__Work item__
For this exercise, write out every entry exactly and leave the pictures out.

Records from a dataset:

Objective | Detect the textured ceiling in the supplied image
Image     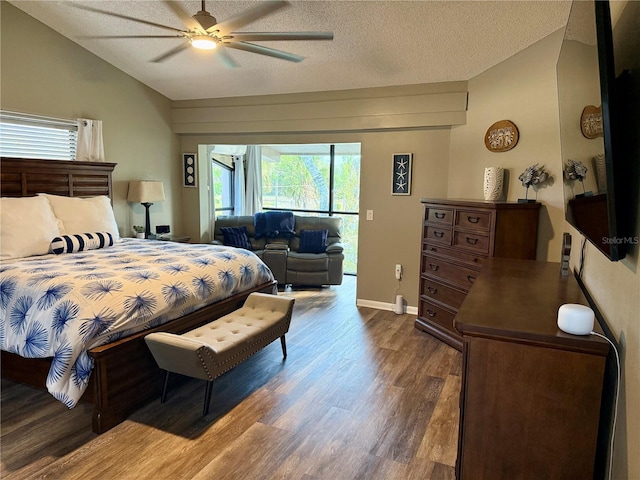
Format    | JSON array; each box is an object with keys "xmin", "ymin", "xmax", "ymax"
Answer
[{"xmin": 9, "ymin": 0, "xmax": 572, "ymax": 101}]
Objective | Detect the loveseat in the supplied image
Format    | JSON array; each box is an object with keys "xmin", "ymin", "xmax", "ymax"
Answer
[{"xmin": 213, "ymin": 214, "xmax": 344, "ymax": 286}]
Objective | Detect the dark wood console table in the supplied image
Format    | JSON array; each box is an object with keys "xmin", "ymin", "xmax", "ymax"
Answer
[{"xmin": 454, "ymin": 258, "xmax": 609, "ymax": 480}]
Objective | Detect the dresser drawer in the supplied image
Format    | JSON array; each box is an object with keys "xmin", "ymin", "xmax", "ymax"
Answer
[
  {"xmin": 453, "ymin": 231, "xmax": 491, "ymax": 255},
  {"xmin": 425, "ymin": 226, "xmax": 452, "ymax": 245},
  {"xmin": 423, "ymin": 254, "xmax": 479, "ymax": 289},
  {"xmin": 456, "ymin": 210, "xmax": 492, "ymax": 231},
  {"xmin": 426, "ymin": 207, "xmax": 454, "ymax": 225},
  {"xmin": 421, "ymin": 277, "xmax": 467, "ymax": 309},
  {"xmin": 419, "ymin": 299, "xmax": 457, "ymax": 332},
  {"xmin": 423, "ymin": 243, "xmax": 487, "ymax": 267}
]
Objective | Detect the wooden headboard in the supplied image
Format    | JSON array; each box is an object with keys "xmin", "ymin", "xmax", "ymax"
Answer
[{"xmin": 0, "ymin": 157, "xmax": 116, "ymax": 198}]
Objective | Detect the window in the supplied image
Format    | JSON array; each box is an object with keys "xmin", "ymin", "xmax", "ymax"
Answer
[
  {"xmin": 211, "ymin": 159, "xmax": 234, "ymax": 216},
  {"xmin": 0, "ymin": 110, "xmax": 77, "ymax": 160},
  {"xmin": 261, "ymin": 143, "xmax": 361, "ymax": 274}
]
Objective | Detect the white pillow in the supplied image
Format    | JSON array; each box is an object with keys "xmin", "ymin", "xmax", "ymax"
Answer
[
  {"xmin": 0, "ymin": 196, "xmax": 62, "ymax": 260},
  {"xmin": 39, "ymin": 194, "xmax": 121, "ymax": 240}
]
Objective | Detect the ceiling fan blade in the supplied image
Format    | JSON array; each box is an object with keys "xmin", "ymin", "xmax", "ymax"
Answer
[
  {"xmin": 226, "ymin": 32, "xmax": 334, "ymax": 42},
  {"xmin": 79, "ymin": 35, "xmax": 183, "ymax": 39},
  {"xmin": 217, "ymin": 48, "xmax": 240, "ymax": 69},
  {"xmin": 223, "ymin": 41, "xmax": 303, "ymax": 62},
  {"xmin": 212, "ymin": 1, "xmax": 289, "ymax": 36},
  {"xmin": 151, "ymin": 42, "xmax": 191, "ymax": 63},
  {"xmin": 69, "ymin": 4, "xmax": 187, "ymax": 34},
  {"xmin": 163, "ymin": 0, "xmax": 203, "ymax": 32}
]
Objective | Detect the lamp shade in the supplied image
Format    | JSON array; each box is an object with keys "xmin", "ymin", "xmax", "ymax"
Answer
[{"xmin": 127, "ymin": 181, "xmax": 165, "ymax": 203}]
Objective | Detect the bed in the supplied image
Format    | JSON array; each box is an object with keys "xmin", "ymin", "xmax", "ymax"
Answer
[{"xmin": 0, "ymin": 157, "xmax": 277, "ymax": 433}]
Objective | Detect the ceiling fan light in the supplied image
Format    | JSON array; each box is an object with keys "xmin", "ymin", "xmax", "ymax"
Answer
[{"xmin": 191, "ymin": 35, "xmax": 217, "ymax": 50}]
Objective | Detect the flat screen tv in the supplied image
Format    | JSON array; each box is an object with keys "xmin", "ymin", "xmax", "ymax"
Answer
[{"xmin": 556, "ymin": 0, "xmax": 639, "ymax": 261}]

__Your response__
Objective | Detect the textured ceiling in the supplied image
Image     
Format    | JSON array; each box is an object with keys "xmin", "ymin", "xmax", "ymax"
Answer
[{"xmin": 9, "ymin": 0, "xmax": 572, "ymax": 101}]
Objective | Detect the loveseat in the supplied image
Format    | JSON array; each box is an object with keys "xmin", "ymin", "xmax", "ymax"
Answer
[{"xmin": 213, "ymin": 214, "xmax": 344, "ymax": 286}]
Objective | Detect the dark wood console table in the supplied image
Format    | JSON array; each box is an object with keys "xmin", "ymin", "xmax", "ymax"
Answer
[{"xmin": 454, "ymin": 258, "xmax": 609, "ymax": 480}]
Objective | Detect the dresser drawer in the supplied image
Format    | JSON array; each box is an object with keys "xmin", "ymin", "xmax", "ymax"
Answer
[
  {"xmin": 453, "ymin": 231, "xmax": 491, "ymax": 255},
  {"xmin": 425, "ymin": 226, "xmax": 452, "ymax": 245},
  {"xmin": 423, "ymin": 254, "xmax": 479, "ymax": 289},
  {"xmin": 456, "ymin": 210, "xmax": 492, "ymax": 231},
  {"xmin": 426, "ymin": 207, "xmax": 454, "ymax": 225},
  {"xmin": 421, "ymin": 277, "xmax": 467, "ymax": 309},
  {"xmin": 419, "ymin": 299, "xmax": 457, "ymax": 332},
  {"xmin": 423, "ymin": 243, "xmax": 487, "ymax": 267}
]
Objective | Detect the wooden headboard in the supplied image
Format    | JSON array; each box is an object with keys "xmin", "ymin", "xmax", "ymax"
Answer
[{"xmin": 0, "ymin": 157, "xmax": 116, "ymax": 198}]
Objective | Detect the window in the supplied image
Format    | JSON array; each box is an object with keys "xmin", "ymin", "xmax", "ymax"
Answer
[
  {"xmin": 211, "ymin": 159, "xmax": 234, "ymax": 216},
  {"xmin": 0, "ymin": 110, "xmax": 77, "ymax": 160},
  {"xmin": 261, "ymin": 143, "xmax": 361, "ymax": 274}
]
Objective | Detect the white pillow in the supplied image
Format    | JSON array; each box is an object with keys "xmin", "ymin", "xmax", "ymax"
Answer
[
  {"xmin": 0, "ymin": 196, "xmax": 62, "ymax": 260},
  {"xmin": 39, "ymin": 194, "xmax": 121, "ymax": 240}
]
Objective | Detect the ceiling fan blade in the supplied image
Format    | JSON array; each box is an object with keys "xmin", "ymin", "xmax", "ymax"
Answer
[
  {"xmin": 226, "ymin": 32, "xmax": 334, "ymax": 42},
  {"xmin": 79, "ymin": 35, "xmax": 183, "ymax": 39},
  {"xmin": 217, "ymin": 48, "xmax": 240, "ymax": 69},
  {"xmin": 223, "ymin": 41, "xmax": 303, "ymax": 62},
  {"xmin": 212, "ymin": 1, "xmax": 289, "ymax": 36},
  {"xmin": 151, "ymin": 42, "xmax": 191, "ymax": 63},
  {"xmin": 69, "ymin": 4, "xmax": 187, "ymax": 34},
  {"xmin": 163, "ymin": 0, "xmax": 203, "ymax": 32}
]
Objective | Detect the lamp shade in the supplied image
Format    | JSON array; each box is an object with keys "xmin", "ymin", "xmax", "ymax"
Answer
[{"xmin": 127, "ymin": 181, "xmax": 165, "ymax": 203}]
Objective | Detect the bed in the supplied image
Format    | JSON array; each box is an object with keys "xmin", "ymin", "xmax", "ymax"
Answer
[{"xmin": 0, "ymin": 157, "xmax": 277, "ymax": 433}]
Objective | Detect the ceiling fan light in the supplied image
Format    | JSON array; each box is an object with keys "xmin", "ymin", "xmax", "ymax"
Answer
[{"xmin": 191, "ymin": 35, "xmax": 217, "ymax": 50}]
Objective | Detect the flat screen tv in the supplied image
Format    | JSON array; each box is an object with keys "xmin", "ymin", "xmax", "ymax"
Answer
[{"xmin": 556, "ymin": 0, "xmax": 639, "ymax": 261}]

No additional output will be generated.